BRANO DA LEGGERE:
«Privi di meraviglia, restiamo sordi al sublime» è il tema proposto quest’anno dal Meeting di Rimini

La necessità dello stupore

La copertina di «Alice nel Paese delle meraviglie» illustrato da Salvador Dalí
18 agosto 2020

È difficile per un ricercatore non sentirsi provocato dal titolo del Meeting di Rimini 2020 che quest’anno propone «Privi di meraviglia, restiamo sordi al sublime». Infatti, questa frase di Abraham Joshua Heschel descrive bene anche il cammino che molti ricercatori (i cosiddetti scienziati) hanno percorso. Va sottolineato altresì che per la cultura ebraica il termine sublime completa e supera il concetto estetico di bellezza cogliendo ed esprimendo la percezione di trascendenza di tutto il reale.

Lo stesso Henry Poincarè, l’ultimo grande scienziato filosofo, ha potuto scrivere che «il genio scientifico è la capacità di restare sorpresi» e, da non credente, ha fatto un monumento all’esperienza: «L’esperienza è la sorgente unica della verità: essa sola può insegnare qualcosa di nuovo, essa sola può darci la certezza». Va notato che, pur da scienziato, Poincarè non parla di “esperimenti” ma di esperienza, volendo sottolineare qualcosa la cui connotazione fondamentale è data dal diretto rapporto della “persona” con la realtà. Come scrive Giovanni Paolo II nella Fides et ratio «le conoscenze fondamentali scaturiscono dalla meraviglia suscitata nell'uomo dalla contemplazione del creato (…) Senza meraviglia l’uomo cadrebbe nella ripetitività e, poco alla volta, diventerebbe incapace di un’esistenza veramente personale». In questo senso la sorpresa, lo stupore, la meraviglia rappresentano l’esperienza umana, e non solo in scienza, capace di dare consistenza alla persona.

DATI FORNITI:

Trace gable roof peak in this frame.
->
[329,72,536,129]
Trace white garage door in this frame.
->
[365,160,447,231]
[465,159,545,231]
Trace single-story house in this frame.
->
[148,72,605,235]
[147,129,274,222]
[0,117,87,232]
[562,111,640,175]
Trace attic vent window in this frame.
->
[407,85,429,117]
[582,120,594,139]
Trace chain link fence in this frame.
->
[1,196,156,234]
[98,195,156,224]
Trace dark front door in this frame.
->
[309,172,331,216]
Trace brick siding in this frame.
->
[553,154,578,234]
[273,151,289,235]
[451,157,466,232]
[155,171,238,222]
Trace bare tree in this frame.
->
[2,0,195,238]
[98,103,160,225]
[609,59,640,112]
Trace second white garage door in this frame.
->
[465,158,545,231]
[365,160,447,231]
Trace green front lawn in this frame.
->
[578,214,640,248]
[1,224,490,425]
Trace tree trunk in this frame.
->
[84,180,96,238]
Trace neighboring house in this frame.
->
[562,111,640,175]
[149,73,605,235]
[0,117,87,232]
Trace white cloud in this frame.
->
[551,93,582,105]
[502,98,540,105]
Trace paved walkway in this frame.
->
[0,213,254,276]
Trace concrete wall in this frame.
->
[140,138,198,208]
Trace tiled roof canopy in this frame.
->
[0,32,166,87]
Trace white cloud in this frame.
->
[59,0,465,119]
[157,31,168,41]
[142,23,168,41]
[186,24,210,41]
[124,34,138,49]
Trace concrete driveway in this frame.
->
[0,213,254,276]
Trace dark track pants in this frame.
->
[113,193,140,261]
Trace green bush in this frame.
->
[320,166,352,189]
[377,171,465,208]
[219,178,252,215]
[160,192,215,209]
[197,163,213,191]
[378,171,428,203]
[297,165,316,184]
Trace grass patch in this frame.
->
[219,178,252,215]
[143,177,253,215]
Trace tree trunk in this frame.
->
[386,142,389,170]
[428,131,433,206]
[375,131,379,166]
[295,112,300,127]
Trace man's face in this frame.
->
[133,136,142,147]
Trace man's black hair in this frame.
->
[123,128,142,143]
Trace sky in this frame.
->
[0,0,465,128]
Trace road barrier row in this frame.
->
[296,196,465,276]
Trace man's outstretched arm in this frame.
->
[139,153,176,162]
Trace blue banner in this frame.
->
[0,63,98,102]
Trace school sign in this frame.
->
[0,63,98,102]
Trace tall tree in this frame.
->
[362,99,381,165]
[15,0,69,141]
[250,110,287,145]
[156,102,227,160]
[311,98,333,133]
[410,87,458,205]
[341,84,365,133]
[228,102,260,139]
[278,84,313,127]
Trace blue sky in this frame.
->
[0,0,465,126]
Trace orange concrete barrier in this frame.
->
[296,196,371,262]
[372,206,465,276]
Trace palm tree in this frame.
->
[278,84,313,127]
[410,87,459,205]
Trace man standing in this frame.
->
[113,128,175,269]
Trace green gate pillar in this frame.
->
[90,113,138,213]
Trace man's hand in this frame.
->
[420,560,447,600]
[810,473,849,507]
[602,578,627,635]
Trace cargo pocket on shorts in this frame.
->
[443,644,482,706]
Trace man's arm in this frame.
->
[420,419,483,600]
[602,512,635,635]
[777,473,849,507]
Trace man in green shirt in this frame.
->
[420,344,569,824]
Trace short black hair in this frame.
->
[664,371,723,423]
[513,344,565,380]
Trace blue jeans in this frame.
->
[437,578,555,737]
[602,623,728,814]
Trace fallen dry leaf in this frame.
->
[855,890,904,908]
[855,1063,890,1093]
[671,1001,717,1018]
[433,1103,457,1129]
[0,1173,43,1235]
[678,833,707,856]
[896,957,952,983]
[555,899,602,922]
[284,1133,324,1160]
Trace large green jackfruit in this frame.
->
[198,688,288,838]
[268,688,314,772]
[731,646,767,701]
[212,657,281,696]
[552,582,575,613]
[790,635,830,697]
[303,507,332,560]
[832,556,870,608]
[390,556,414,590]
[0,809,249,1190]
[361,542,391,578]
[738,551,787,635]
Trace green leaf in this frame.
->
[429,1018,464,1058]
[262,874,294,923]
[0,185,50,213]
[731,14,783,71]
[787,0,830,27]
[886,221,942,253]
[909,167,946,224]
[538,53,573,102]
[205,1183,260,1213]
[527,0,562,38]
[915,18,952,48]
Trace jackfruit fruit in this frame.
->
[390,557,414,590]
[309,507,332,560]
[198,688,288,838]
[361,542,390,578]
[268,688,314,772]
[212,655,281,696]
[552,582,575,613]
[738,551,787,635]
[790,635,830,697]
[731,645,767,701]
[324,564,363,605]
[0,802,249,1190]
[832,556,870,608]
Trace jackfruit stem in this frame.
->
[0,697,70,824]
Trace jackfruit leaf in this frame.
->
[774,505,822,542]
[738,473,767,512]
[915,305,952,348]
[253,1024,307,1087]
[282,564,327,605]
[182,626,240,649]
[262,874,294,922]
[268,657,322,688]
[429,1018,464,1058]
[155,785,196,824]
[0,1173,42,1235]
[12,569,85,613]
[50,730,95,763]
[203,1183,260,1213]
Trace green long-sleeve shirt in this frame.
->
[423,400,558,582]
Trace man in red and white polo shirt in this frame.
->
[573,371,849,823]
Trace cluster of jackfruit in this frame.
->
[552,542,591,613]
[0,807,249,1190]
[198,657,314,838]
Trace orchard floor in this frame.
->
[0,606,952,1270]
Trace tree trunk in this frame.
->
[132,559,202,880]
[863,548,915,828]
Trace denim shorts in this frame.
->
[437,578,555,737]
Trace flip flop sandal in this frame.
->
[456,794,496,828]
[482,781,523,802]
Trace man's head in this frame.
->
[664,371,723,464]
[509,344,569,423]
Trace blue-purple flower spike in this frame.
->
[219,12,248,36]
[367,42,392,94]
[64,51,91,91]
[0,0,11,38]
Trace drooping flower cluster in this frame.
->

ELENCO ATTIVITÀ:
#1 Rispondi alle domande sul brano sullo stupore.
(a) Di chi è la frase scelta come titolo del Meeting di Rimini 2020?
(b) Secondo Poincarè, in che cosa consiste il genio scientifico?
(c) In quale documento Giovanni Paolo II scrive la frase citata sulla meraviglia?
#2 Estrai dal brano sullo stupore la parte che comincia con «La copertina di» e prosegue fino a «tutto il reale.».
Le righe riportate sopra sono materiale a sé e non hanno legami con il brano sullo stupore.

RISPOSTE SCRITTE:
#1
(a) Di Abraham Joshua Heschel.
(b) Nella capacità di restare sorpresi.
(c) Nella Fides et ratio.

#2
La copertina di «Alice nel Paese delle meraviglie» illustrato da Salvador Dalí
18 agosto 2020

È difficile per un ricercatore non sentirsi provocato dal titolo del Meeting di Rimini 2020 che quest’anno propone «Privi di meraviglia, restiamo sordi al sublime». Infatti, questa frase di Abraham Joshua Heschel descrive bene anche il cammino che molti ricercatori (i cosiddetti scienziati) hanno percorso. Va sottolineato altresì che per la cultura ebraica il termine sublime completa e supera il concetto estetico di bellezza cogliendo ed esprimendo la percezione di trascendenza di tutto il reale.